Compito breve 1 ▸ Nel testo su Newton e l'alchimia, da quale anno il divieto di praticare l'alchimia in Inghilterra era stato levato?
Compito breve 2 ▸ Continua il testo su Newton e l'alchimia a partire dall'ultima frase riportata.

Estratto del testo ▸
★ ★ ★ ★
Che cosa ci azzecca l’alchimia con tutto ciò? C’è chi ha voluto vedere in queste attività anomale di Newton la debolezza mentale provocata da un precoce invecchiamento. C’è chi ne ha approfittato per cercare di arruolare proprio il grande inglese per una critica che metta in luce i limiti della razionalità scientifica.
Io credo che le cose siano più semplici. La chiave per comprendere è la semplice osservazione che Newton non ha mai pubblicato nulla su questi argomenti. Le carte che mostrano questi suoi interessi sono moltissime ma tutte inedite. La non pubblicazione è stata interpretata come conseguenza del fatto che l’alchimia era illegale in Inghilterra fin dal Quattrocento. Ma già dal 1689 il divieto di praticare l’alchimia era stato levato e se Newton si fosse davvero preoccupato tanto di andare contro le convenzioni sociali, non sarebbe diventato Newton. C’è poi chi lo ha dipinto come un personaggio maligno che cercava conoscenze straordinarie ultime e le voleva tenere per sé, per il suo potere. Ma Newton ha raggiunto conoscenze straordinarie e non le ha tenute per sé: ha pubblicato i suoi grandi libri, tra cui i Principia, con le equazioni della meccanica che usano ancora i nostri ingegneri per costruire aerei e palazzi. Newton era famoso ed estremamente rispettato durante la sua vita adulta, era presidente della Royal Society, il massimo organo scientifico mondiale. Il mondo intellettuale era assetato dei suoi risultati. Perché non ha mai pubblicato alcun risultato sui suoi lavori alchemici?
La risposta è più semplice e credo chiarisca l’intero enigma: non ha mai pubblicato nulla perché non è mai arrivato a risultati che trovasse convincenti. Oggi è facile appoggiarci sul giudizio storicamente digerito che l’alchimia avesse basi teoriche ed empiriche troppo deboli. Non era così facile nel Seicento. L’alchimia era praticata e studiata da molti, e Newton ha genuinamente cercato di comprendere se vi fosse in essa conoscenza valida. Se avesse trovato nell’alchimia qualcosa che avesse resistito al metodo di indagine razionale ed empirico che lui stesso promuoveva, certo Newton avrebbe pubblicato. Se fosse riuscito a estrarre dal marasma disorganico del mondo alchemico qualcosa che potesse diventare scienza, avremmo un libro di Newton sull’argomento, come abbiamo libri di Newton sull’ottica, sulla meccanica e sulla gravitazione universale. Non c’è riuscito, e non ha pubblicato nulla.
Era speranza vana? Era un progetto da abbandonare prima ancora di iniziare? Tutt’altro, perché diversi dei problemi chiave posti dall’alchimia e diversi dei metodi praticati, in particolare comprendere le trasformazioni delle sostanze chimiche le une nelle altre, sono i problemi che daranno presto origine alla chimica.
★ ★ ★ ★
Materiale estratto ▸

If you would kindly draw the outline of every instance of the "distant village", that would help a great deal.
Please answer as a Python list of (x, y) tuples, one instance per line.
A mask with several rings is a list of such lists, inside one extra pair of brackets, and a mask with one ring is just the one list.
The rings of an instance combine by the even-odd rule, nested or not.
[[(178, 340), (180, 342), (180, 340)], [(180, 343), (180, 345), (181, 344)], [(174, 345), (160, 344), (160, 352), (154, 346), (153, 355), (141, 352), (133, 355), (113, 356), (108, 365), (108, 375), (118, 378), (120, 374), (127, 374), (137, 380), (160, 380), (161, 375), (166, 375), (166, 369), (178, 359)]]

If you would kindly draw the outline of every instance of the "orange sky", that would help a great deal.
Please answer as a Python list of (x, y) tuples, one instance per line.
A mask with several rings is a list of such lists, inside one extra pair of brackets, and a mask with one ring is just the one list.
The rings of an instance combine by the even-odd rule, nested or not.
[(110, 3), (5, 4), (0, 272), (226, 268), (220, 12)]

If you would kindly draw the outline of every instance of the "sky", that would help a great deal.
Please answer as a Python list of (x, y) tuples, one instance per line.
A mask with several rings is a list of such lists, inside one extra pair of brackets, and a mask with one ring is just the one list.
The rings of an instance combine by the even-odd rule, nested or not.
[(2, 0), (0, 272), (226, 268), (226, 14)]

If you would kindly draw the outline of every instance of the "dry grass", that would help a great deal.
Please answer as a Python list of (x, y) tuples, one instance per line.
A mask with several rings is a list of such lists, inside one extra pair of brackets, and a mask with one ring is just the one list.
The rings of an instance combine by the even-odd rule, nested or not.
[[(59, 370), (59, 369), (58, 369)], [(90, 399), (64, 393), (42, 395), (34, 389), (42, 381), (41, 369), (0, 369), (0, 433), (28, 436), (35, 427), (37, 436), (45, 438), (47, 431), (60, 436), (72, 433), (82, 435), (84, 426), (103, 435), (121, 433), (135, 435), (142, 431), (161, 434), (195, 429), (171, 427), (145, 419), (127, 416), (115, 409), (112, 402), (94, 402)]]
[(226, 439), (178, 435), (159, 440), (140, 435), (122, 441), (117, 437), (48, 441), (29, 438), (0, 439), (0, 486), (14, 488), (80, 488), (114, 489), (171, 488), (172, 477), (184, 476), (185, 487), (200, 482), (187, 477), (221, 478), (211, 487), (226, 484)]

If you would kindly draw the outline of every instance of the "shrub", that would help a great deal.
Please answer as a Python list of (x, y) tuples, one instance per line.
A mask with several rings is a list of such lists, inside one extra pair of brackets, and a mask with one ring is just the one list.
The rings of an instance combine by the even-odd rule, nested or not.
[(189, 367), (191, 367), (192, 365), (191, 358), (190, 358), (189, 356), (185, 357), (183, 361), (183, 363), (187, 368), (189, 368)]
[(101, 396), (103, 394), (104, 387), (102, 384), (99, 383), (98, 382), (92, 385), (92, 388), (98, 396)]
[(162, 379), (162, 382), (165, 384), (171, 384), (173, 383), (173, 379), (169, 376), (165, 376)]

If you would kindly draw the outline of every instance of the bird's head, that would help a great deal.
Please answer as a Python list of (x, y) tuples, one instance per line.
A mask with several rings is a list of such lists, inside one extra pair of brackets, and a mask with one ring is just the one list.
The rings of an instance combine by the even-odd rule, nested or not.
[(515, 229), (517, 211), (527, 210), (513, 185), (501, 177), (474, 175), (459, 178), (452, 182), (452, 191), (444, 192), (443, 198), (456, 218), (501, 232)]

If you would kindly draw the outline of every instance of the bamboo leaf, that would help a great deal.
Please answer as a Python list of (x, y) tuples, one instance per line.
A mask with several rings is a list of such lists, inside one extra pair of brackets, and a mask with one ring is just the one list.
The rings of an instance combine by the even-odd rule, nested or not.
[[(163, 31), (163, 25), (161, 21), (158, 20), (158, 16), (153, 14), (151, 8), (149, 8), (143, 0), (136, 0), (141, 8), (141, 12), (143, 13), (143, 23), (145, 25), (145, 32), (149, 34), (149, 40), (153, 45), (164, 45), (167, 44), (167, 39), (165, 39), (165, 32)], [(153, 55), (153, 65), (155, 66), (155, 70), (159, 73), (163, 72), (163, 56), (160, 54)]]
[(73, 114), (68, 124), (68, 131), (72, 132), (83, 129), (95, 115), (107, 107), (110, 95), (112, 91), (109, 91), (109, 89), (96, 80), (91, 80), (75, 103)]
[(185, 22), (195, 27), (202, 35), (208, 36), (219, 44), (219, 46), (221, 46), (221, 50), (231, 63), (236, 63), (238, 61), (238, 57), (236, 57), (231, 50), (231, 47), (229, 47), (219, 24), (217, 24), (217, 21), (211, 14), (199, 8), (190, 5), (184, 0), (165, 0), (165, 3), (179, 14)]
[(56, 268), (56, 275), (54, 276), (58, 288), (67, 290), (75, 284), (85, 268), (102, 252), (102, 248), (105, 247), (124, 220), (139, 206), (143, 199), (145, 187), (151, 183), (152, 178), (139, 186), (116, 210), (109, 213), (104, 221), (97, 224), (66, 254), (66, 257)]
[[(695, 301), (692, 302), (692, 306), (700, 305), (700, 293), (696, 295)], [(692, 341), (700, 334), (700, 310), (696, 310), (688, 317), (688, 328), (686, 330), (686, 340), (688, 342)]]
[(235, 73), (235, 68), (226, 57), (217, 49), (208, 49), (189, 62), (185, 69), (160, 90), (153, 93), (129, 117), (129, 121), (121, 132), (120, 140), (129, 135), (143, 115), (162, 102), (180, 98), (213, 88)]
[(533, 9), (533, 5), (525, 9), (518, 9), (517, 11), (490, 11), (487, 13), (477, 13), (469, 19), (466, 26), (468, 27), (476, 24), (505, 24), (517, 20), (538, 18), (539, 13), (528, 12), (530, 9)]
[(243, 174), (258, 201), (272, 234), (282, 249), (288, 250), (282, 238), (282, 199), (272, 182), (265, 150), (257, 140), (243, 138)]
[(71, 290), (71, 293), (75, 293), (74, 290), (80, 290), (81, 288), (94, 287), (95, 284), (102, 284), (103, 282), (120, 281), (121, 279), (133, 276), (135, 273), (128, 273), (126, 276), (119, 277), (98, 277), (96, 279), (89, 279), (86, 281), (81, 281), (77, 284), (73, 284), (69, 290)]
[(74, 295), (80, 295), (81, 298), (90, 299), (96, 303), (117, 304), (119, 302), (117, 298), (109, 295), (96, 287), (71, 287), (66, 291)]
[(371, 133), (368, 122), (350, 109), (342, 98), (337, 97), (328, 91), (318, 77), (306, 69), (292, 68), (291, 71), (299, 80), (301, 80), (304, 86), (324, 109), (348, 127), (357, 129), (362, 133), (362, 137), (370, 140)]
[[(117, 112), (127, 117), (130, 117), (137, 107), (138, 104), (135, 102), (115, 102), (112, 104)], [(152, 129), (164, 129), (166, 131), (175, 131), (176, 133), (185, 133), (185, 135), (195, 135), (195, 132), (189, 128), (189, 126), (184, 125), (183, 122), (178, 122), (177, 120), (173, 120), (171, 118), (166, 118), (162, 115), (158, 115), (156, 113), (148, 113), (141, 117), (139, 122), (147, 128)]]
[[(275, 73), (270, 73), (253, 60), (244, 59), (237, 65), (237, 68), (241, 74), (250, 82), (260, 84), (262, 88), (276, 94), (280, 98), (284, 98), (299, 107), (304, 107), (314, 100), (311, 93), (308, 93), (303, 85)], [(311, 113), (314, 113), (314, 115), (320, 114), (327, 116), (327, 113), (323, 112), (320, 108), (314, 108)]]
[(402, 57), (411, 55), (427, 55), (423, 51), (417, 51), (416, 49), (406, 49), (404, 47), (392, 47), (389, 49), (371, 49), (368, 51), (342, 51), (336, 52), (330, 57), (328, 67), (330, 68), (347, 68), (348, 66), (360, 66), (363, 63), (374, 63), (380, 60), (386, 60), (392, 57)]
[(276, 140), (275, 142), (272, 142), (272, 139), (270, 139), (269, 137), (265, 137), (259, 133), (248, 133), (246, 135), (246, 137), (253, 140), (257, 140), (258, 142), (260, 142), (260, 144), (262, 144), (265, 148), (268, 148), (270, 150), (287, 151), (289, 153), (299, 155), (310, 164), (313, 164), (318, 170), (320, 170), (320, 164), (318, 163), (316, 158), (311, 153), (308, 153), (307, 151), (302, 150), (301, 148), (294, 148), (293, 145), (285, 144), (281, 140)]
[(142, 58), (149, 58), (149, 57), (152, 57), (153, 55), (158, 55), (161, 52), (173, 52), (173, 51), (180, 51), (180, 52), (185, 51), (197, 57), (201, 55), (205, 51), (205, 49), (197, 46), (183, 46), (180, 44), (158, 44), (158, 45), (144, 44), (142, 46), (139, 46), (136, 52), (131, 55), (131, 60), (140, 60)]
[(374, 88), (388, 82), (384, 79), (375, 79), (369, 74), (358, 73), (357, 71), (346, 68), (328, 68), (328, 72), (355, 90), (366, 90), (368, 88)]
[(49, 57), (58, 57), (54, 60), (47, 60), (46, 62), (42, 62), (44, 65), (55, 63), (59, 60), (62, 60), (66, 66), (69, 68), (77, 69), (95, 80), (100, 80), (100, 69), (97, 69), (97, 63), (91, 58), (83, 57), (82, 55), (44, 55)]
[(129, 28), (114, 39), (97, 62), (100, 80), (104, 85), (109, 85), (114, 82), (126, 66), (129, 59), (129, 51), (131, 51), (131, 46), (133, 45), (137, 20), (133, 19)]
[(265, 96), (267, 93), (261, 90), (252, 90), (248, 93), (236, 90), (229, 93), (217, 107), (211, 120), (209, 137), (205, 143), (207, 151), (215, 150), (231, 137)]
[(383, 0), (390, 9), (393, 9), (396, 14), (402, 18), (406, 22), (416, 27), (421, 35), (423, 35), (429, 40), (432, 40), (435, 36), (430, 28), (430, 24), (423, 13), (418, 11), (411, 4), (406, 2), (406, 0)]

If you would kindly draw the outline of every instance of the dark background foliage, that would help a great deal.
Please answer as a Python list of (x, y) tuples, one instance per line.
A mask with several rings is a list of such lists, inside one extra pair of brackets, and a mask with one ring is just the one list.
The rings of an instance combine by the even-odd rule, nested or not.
★ ★ ★ ★
Risultato finale 1 ▸ Dal 1689.

Risultato finale 2 ▸
Newton non riesce a fare il passo decisivo dall’alchimia alla chimica. Sarà la generazione successiva, per esempio con Lavoisier, a riuscirci. Newton non era su una pista sbagliata. Era su una pista interessante ma non ci è riuscito. I testi messi in linea dall’Università dell’Indiana lo mostrano chiaramente. È vero che il linguaggio è quello tipico dell’alchimia: metafore e allusioni, frasi velate e simboli strani. Ma molte delle procedure descritte sono semplici processi di chimica. È descritta per esempio la produzione «Olio di vitriolo» (acido solforico), aqua fortis (acido nitrico) e spirit of salt (acido idroclorico), eccetera.
Seguendo le istruzioni dei testi di Newton è possibile sintetizzare queste sostanze. Il nome stesso con cui Newton indicava questi suoi tentativi è suggestivo: chymistry. La tarda alchimia post-rinascimentale insiste molto sulla verifica sperimentale delle idee: si sta affacciando alla chimica moderna. Newton comprende che nel confuso marasma delle ricette alchemiche c’è una scienza moderna (nel senso «newtoniano») che sta nascendo, e cerca di farla nascere. Ci si immerge a lungo ma non riesce a trovare il bandolo della matassa, e non pubblica nulla.
L’alchimia non è l’unica strana passione di Newton. Ce n’è un’altra che emerge dalle sue carte, che è forse ancora più interessante: Newton ha dedicato uno sforzo enorme a cercare di ricostruire la cronologia biblica, assegnando una data precisa agli eventi narrati dalla Bibbia. Ancora una volta, a giudicare dalle sue carte i risultati non sono granché: il padre della scienza data l’inizio del mondo a qualche migliaio di anni fa. Perché Newton si è perso in questa operazione?
La storia è materia antica. Nasce a Mileto con Ecateo e diventa presto grande con Erodoto e Tucidide. Vi è continuità fra il lavoro degli storici di oggi e quelli antichi: principalmente lo spirito critico necessario nel raccogliere e vagliare le tracce del passato («io scrivo cose che a me sembrano vere; perché i racconti dei Greci mi sembrano pieni di contraddizioni e ridicoli», così inizia il libro di Ecateo). Ma la storiografia attuale ha un aspetto quantitativo legato allo sforzo cruciale di ricostruire la datazione precisa degli eventi passati. Inoltre, il lavoro critico di uno storico moderno tiene conto di tutte le fonti, valutandone l’attendibilità e pesando con questa la rilevanza delle informazioni fornite. La ricostruzione più plausibile emerge da questa operazione di valutazione e di integrazione pesata delle fonti.
Bene, questo modo quantitativo di fare storia inizia con il lavoro di Newton sulla cronologia biblica. Anche in questo caso Newton è sulle tracce di qualcosa di profondamente moderno: trovare un metodo per una ricostruzione razionale della datazione della storia antica sulla base delle fonti molteplici, incomplete e di diversa attendibilità di cui disponiamo. Newton introduce concetti e metodi che diverranno poi importanti ma non arriva a risultati sufficientemente soddisfacenti e non pubblica nulla.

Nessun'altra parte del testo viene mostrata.